Given text:
────────────────────

In my years of software development, I've found that clients and users often ask
for “free text” fields. A free text field is maximally powerfully as far as the
end user is concerned — they can put whatever they like in. In this sense, this
is the “most useful” field — you can use it for anything.

But precisely because of this, it is also the least useful, because it is the
least structured. Even search doesn't work reliably because of typos and
alternative ways of expressing the same thing. The longer I do software
development involving databases, the more I want to tightly constrain everything
as much as possible. When I do so, the data I end up with is massively more
useful. I can do powerful things when consuming the data only when I severely
limit the power (i.e. the freedom) of the agents putting data into the system.

In terms of database technologies, the same point can be made. Databases that
are “schema-less” give you great flexibility and power when putting data in, and
are extremely unhelpful when getting it out. A key-value store is a more
technical version of "free text", with the same drawbacks — it is pretty
unhelpful when you want to extract info or do anything with the data, since you
cannot guarantee that any specific keys will be there.

HTML

The success of the web has been partly due to the fact that some of the core
technologies, HTML and CSS, have been deliberatedly limited in power. Indeed,
you probably wouldn't call them programming languages, but markup languages.
This, however, was not an accident, but a deliberate design principle on the part of Tim
Berners Lee. I can't do better than to quote that page at length:

Computer Science in the 1960s to 80s spent a lot of effort making languages
which were as powerful as possible. Nowadays we have to appreciate the
reasons for picking not the most powerful solution but the least powerful.

────────────────────

(Dataset excerpts on pointing to objects)
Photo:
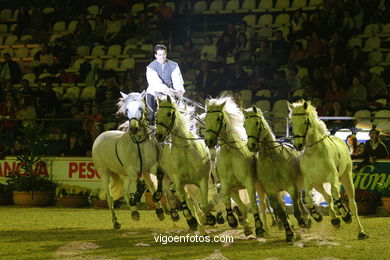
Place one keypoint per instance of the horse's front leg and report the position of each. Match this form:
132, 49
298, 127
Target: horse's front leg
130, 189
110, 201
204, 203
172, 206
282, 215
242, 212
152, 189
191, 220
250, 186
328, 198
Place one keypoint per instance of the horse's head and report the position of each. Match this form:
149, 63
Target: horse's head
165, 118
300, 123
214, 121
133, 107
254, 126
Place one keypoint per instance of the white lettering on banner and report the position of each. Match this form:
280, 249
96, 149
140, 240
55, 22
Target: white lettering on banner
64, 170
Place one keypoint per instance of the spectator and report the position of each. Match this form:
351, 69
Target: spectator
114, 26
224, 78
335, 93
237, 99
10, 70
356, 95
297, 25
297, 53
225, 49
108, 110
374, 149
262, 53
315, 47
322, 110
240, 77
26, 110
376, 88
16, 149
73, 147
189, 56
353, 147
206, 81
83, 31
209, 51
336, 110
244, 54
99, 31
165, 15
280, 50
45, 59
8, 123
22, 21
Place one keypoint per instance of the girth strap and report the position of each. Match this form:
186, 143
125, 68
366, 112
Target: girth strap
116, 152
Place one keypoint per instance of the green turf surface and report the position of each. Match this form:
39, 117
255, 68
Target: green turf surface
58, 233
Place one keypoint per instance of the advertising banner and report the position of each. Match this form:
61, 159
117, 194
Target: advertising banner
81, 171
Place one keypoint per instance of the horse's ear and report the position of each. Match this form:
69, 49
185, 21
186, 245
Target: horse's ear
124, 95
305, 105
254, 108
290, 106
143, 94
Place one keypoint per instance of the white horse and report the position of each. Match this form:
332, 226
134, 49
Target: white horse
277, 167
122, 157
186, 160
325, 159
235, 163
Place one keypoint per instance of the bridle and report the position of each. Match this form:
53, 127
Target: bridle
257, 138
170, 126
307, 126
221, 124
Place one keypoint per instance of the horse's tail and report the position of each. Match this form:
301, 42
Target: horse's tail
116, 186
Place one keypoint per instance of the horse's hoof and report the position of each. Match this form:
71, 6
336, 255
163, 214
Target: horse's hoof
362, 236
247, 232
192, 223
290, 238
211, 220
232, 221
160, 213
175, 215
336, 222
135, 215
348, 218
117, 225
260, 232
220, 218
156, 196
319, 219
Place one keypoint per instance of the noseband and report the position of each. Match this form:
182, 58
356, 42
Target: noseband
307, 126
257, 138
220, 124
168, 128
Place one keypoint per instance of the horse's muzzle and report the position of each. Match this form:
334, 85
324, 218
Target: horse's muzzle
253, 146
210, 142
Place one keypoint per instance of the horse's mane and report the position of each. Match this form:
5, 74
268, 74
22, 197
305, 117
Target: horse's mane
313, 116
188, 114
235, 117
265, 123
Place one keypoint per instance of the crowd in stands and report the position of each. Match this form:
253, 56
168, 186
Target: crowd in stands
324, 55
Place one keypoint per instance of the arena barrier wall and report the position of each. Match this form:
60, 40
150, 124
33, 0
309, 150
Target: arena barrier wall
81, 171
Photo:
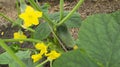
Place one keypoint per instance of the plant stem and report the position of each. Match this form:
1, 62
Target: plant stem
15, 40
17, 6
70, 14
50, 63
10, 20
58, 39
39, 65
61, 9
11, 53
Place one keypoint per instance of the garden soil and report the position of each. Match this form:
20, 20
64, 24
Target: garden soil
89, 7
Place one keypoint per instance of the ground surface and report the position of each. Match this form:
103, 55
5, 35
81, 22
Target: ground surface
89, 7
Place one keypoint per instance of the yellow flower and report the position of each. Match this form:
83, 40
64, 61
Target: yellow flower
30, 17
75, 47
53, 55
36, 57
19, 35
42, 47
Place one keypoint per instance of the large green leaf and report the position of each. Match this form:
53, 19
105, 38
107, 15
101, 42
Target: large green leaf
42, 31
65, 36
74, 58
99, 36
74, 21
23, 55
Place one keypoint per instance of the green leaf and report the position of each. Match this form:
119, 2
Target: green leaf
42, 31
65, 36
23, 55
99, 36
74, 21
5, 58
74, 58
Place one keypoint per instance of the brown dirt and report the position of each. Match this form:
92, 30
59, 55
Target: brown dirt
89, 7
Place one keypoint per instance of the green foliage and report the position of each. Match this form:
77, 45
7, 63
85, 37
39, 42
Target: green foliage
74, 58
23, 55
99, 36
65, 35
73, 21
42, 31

────────────────────

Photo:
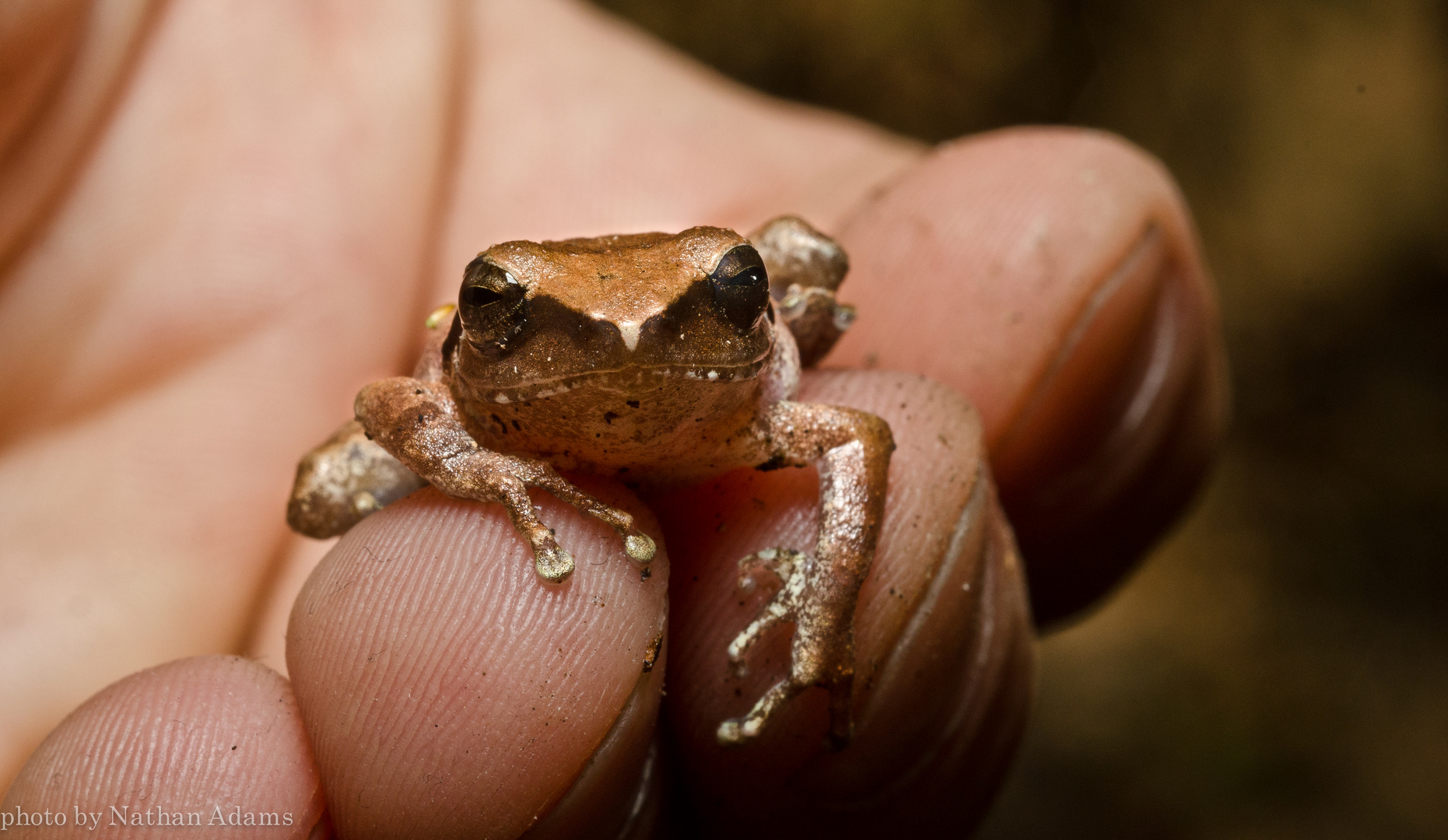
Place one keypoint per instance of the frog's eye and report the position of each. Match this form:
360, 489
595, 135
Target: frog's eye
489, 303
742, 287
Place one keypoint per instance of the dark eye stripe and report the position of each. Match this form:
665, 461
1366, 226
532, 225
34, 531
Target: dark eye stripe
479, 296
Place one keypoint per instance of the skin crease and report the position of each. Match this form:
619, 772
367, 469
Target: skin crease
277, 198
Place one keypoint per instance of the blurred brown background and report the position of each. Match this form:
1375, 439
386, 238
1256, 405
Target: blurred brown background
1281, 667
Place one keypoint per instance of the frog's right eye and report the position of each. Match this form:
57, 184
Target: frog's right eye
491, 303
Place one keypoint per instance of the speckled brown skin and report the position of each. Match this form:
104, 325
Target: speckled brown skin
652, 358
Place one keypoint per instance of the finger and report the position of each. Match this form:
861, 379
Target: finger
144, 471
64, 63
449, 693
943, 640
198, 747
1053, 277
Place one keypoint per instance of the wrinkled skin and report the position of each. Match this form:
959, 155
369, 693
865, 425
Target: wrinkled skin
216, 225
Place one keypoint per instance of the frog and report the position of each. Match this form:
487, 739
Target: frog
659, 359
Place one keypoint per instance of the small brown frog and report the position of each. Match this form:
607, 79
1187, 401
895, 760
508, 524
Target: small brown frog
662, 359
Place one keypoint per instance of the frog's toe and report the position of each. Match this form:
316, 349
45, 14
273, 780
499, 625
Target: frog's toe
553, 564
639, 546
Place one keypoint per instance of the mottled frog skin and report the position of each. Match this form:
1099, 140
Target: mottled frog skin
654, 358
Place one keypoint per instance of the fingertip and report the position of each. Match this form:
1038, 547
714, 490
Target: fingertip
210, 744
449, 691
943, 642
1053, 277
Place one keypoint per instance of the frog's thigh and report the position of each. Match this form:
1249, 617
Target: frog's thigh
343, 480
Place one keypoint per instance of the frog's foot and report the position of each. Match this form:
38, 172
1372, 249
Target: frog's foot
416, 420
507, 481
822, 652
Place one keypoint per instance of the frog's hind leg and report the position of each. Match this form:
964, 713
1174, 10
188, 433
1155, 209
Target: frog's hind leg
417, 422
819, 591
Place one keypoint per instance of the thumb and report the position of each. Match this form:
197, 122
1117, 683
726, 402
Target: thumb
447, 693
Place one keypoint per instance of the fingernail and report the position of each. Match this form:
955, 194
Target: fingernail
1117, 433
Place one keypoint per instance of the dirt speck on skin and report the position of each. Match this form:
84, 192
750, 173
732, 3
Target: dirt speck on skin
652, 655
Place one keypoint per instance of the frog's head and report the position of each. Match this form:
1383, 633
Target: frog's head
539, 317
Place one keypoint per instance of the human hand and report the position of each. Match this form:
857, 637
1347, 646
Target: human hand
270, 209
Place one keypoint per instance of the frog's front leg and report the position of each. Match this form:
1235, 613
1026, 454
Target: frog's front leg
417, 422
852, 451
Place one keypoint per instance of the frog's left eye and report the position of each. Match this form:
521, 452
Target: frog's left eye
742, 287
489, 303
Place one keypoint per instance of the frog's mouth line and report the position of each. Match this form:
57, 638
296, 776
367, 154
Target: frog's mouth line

────────────────────

Tasks to complete:
(1) Extract the part of the passage on constrained data starting at "In terms of" and ending at "will be there.".
(2) Please show every line of the rows that contains the word "hoof".
The passage on constrained data and the rows have no connection to each other.

Answers given:
(1)
In terms of database technologies, the same point can be made. Databases that
are “schema-less” give you great flexibility and power when putting data in, and
are extremely unhelpful when getting it out. A key-value store is a more
technical version of "free text", with the same drawbacks — it is pretty
unhelpful when you want to extract info or do anything with the data, since you
cannot guarantee that any specific keys will be there.

(2)
Place one keypoint per instance of the horse's hoof and report the position of each. Match this form:
Target: horse's hoof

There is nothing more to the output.